** start Material supplied **

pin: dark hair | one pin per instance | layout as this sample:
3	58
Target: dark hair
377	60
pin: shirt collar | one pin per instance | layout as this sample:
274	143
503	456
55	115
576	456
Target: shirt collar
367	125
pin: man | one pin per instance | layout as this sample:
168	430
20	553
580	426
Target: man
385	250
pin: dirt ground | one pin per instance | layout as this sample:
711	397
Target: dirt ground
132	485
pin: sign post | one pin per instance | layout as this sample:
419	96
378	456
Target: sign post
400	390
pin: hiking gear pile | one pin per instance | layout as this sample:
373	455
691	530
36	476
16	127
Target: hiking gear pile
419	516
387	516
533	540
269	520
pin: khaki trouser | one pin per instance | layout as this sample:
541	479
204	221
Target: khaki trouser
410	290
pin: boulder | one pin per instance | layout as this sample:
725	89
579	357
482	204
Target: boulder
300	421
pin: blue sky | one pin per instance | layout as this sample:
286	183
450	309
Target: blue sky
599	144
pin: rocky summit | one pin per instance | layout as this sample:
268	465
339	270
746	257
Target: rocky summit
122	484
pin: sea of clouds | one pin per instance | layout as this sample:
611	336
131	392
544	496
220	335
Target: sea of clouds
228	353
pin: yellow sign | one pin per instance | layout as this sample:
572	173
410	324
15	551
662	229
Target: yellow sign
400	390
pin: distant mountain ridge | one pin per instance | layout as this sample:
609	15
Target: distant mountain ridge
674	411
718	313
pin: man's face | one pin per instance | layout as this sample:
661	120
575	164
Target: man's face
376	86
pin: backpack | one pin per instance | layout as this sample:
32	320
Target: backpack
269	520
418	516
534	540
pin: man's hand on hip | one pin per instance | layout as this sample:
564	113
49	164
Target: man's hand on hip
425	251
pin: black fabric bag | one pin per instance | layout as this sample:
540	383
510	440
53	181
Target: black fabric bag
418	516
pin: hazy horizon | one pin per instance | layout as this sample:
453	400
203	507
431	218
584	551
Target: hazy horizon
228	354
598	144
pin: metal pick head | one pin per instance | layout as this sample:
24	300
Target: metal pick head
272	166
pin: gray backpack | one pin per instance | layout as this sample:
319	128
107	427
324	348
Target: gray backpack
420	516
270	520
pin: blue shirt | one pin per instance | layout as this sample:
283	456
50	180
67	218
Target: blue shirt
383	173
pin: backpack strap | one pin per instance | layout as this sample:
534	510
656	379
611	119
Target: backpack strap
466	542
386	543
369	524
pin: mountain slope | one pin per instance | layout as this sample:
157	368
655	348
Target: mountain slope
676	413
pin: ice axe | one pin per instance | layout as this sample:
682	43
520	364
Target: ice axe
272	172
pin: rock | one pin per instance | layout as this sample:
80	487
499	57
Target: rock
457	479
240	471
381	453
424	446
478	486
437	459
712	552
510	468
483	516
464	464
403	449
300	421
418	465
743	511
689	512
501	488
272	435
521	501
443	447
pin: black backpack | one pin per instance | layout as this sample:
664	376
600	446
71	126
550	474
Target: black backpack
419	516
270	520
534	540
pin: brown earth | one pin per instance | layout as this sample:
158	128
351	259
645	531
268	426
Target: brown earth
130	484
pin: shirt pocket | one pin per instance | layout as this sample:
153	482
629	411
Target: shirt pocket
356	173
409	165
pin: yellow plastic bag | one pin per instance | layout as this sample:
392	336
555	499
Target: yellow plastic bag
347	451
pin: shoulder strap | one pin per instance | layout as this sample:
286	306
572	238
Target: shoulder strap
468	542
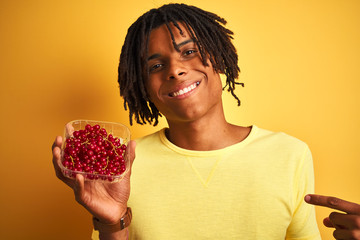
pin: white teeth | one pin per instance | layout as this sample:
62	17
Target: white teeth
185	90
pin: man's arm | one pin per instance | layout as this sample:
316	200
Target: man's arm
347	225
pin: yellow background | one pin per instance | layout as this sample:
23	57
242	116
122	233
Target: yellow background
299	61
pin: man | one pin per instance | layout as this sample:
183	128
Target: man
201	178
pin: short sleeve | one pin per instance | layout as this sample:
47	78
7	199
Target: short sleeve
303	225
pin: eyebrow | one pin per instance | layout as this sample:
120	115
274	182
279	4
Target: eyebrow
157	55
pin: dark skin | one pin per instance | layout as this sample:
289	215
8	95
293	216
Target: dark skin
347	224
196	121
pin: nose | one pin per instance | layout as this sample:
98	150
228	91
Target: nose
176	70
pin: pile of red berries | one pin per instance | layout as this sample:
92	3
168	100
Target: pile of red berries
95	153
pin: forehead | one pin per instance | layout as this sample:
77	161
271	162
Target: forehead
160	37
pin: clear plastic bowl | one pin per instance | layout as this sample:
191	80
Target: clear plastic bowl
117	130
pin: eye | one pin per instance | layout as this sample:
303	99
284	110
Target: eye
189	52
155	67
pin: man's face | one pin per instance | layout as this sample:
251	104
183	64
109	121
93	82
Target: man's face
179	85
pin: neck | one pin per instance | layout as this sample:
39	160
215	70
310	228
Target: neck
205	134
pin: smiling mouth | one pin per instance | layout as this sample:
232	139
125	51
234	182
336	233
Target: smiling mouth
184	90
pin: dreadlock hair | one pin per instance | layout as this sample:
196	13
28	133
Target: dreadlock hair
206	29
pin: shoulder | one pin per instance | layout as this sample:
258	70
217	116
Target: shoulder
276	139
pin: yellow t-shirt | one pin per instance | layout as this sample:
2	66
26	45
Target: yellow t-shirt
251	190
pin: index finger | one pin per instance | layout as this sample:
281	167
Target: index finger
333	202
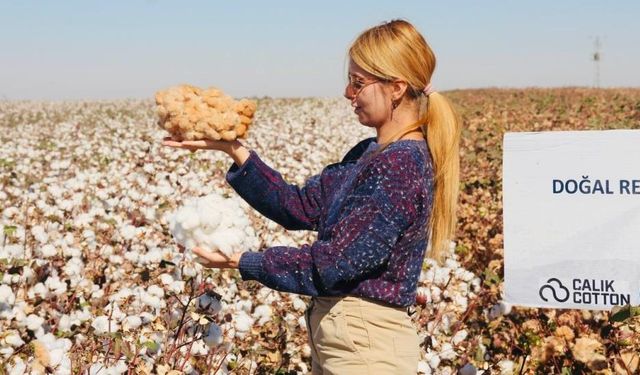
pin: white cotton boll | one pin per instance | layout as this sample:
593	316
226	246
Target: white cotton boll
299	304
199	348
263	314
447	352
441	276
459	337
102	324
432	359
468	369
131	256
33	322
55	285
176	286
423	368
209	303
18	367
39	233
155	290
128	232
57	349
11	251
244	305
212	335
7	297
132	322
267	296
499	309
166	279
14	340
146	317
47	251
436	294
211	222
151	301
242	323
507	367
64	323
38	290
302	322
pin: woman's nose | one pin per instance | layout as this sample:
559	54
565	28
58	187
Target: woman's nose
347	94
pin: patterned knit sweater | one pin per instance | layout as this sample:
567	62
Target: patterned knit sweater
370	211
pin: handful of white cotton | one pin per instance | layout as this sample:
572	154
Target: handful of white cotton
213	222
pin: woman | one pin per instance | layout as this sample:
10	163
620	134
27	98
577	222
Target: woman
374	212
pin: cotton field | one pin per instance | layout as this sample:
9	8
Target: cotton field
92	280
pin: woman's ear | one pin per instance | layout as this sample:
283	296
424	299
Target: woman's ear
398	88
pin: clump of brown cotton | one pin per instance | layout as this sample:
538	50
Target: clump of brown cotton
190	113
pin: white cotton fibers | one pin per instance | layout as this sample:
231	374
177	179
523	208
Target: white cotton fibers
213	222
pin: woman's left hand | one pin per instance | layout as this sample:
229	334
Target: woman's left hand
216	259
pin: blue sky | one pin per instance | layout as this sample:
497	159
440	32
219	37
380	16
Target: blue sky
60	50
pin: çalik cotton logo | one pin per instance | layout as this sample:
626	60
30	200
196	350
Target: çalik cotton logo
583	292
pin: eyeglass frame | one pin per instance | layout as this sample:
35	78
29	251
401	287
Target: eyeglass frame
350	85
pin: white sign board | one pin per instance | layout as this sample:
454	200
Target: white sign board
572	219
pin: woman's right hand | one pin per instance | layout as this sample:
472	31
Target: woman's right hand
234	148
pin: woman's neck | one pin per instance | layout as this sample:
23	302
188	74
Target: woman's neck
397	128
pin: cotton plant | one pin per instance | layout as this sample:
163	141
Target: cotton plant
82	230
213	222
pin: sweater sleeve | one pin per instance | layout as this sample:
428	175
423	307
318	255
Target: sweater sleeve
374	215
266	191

** end Material supplied **
** start Material supplied **

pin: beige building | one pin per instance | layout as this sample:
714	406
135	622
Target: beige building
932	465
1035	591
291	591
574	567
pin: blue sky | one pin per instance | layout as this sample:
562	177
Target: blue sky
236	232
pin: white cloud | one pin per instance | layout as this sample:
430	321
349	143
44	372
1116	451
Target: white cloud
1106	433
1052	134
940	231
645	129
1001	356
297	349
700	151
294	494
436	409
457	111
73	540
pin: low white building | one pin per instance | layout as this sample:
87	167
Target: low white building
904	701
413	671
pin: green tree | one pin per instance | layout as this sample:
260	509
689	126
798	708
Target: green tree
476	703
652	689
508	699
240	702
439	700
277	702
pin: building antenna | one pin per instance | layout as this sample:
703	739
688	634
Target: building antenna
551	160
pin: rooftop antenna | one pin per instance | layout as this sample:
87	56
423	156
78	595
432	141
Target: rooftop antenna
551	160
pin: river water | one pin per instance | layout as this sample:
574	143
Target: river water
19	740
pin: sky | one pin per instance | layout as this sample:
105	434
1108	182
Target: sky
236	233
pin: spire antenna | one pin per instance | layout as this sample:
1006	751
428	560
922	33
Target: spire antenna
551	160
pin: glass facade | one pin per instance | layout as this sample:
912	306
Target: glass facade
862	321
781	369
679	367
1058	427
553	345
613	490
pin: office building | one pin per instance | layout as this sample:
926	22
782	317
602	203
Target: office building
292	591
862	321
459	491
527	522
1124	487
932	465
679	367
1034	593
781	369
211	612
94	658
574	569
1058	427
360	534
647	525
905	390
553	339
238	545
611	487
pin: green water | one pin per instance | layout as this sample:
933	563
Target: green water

** end Material supplied **

**What this task involves**
Pull out every line of the records that contains the string "gear". Uppercase and lowercase letters count as different.

**Expected output**
pin: hiking gear pile | one pin per instance | layout as this sample:
Target: hiking gear pile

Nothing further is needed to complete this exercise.